Directions:
Repeat every line of the following material exactly.

Data extract:
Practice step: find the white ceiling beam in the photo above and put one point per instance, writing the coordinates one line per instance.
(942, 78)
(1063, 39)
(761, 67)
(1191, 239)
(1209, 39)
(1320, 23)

Exercise response:
Practice step: find the white ceiling beam in the photo above and put one point per instance, writing the coordinates one line per instance.
(942, 78)
(1063, 39)
(761, 67)
(1191, 239)
(1209, 39)
(1320, 23)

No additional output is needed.